Work required: Extend the article below on the testicles as a hiding place for HIV, picking up right after its final sentence.

*** Reading text Section Begins ***

A hide-out for viruses in the testicles
It all began five years ago at the Royal Victoria Hospital of the McGill University Health Centre (MUHC) with one of Dr. Jean-Pierre Routy’s HIV patients.
Gloria, who was born a male, wanted to undergo sex reassignment surgery. The clinician scientist had the surprising idea of asking his patient to use the testicles for research purposes, instead of discarding them. This donation allowed Dr. Routy, who is a hematologist at the MUHC and an HIV specialist at the Research Institute of the MUHC (RI-MUHC) and McGill University, to begin an innovative project that shines new light on the mechanisms of immunity in the testicle.
The “Immune Privilege”
“Testicles are characterized by what is called an ‘immune privilege,’ just like the eye or the brain, which are considered organs with restricted access, relatively independent of the rest of the body,” says Dr. Routy. “In other words, they are separated from the immune system by an anatomic barrier, and the inflammatory response is blocked.”

*** Reading text Section Ends ***
*** Input data Section Begins ***

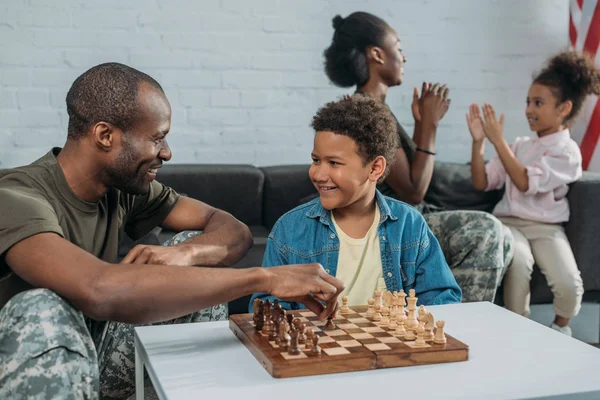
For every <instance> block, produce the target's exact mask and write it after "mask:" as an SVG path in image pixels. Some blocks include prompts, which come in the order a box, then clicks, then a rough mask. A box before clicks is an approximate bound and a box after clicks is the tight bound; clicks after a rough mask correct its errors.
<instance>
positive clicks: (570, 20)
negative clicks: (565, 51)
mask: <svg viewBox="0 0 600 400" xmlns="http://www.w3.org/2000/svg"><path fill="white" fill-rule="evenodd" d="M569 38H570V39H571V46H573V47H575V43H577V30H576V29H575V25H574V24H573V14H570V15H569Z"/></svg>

*** Input data Section Ends ***
*** Input data Section Begins ***

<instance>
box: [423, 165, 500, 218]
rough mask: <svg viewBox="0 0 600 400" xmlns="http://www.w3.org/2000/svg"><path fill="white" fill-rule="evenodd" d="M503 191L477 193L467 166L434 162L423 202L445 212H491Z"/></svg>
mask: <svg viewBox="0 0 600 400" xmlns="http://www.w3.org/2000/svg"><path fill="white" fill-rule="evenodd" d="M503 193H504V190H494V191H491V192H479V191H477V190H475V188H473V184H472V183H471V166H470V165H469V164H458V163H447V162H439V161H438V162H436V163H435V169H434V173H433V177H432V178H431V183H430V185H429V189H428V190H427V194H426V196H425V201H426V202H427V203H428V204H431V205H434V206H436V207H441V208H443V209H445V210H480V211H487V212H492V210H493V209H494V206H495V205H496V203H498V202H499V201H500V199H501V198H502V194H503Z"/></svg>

*** Input data Section Ends ***
*** Input data Section Begins ***

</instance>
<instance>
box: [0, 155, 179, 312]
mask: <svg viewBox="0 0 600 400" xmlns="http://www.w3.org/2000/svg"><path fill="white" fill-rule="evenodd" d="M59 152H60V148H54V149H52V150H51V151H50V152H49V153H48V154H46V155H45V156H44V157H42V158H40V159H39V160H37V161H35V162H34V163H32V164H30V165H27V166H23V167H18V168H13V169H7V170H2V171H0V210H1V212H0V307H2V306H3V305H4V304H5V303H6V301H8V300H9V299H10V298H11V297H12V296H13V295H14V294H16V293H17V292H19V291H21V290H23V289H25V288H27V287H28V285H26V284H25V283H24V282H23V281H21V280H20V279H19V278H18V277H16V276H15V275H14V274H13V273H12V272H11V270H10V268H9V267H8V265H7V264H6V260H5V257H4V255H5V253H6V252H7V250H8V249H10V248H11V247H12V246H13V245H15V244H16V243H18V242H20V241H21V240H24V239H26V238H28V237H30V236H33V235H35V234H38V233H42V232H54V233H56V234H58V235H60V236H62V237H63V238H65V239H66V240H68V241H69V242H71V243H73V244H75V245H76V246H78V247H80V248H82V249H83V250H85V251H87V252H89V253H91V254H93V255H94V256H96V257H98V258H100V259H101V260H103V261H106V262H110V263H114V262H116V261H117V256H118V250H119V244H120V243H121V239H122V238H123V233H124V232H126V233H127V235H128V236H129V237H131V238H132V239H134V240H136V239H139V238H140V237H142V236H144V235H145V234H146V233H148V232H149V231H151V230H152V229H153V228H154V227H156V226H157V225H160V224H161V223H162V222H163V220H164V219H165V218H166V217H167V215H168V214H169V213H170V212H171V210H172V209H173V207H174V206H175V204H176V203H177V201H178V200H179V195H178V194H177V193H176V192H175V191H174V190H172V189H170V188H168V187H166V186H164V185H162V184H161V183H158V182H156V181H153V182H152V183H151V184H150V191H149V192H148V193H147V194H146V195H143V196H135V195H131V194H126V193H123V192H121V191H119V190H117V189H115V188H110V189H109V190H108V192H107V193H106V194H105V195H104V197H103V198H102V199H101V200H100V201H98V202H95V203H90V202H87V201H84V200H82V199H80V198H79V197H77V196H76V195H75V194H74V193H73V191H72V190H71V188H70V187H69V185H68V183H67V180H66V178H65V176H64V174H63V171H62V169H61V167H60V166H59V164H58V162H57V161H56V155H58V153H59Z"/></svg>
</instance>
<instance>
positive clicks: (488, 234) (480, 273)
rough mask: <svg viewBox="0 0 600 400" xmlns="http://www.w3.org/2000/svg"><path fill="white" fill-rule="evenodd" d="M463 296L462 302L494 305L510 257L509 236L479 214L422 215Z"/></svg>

*** Input data Section Ends ***

Written response:
The immune privilege in testicles ensures that spermatozoa, developed at puberty, are not recognized by the immune system as foreign and are not consequently attacked and eliminated. Dr. Routy notes that about 20 per cent of cases of infertility in humans are due to a breach of this immune privilege, when sperm are destroyed by the surrounding immune tissue.
There is a flip side with immune privilege, however. Some viruses, like Zika or Ebola, find safe harbor in the testicles. Even after healing, these viruses may only persist in the eye and testes—two organs with immune privilege.
Dr. Routy and his team discovered that HIV also uses the immune privilege in the testes to its own advantage.
“The fact that the virus persists in the testes is problematic as it can lead to secondary viral transmission through sexual activity,” Dr. Routy explains. By studying the tissues of six HIV-infected patients receiving triple therapy, the researchers found that the virus, although undetectable in the blood, was still present in the testes. The results were published in the journal AIDS in 2016 and Journal of Reproductive Immunology in 2018.
Donating your testicles to science
To advance this work, it was necessary to study testicles more closely. But first, of course, they had to find some. The testicle is an under-studied organ because it is very difficult to obtain for research purposes. “Most samples come from donors deceased as a result of an accident or from cancer patients,” says Dr. Routy. “I must have been one of the first to ask for such tissues!”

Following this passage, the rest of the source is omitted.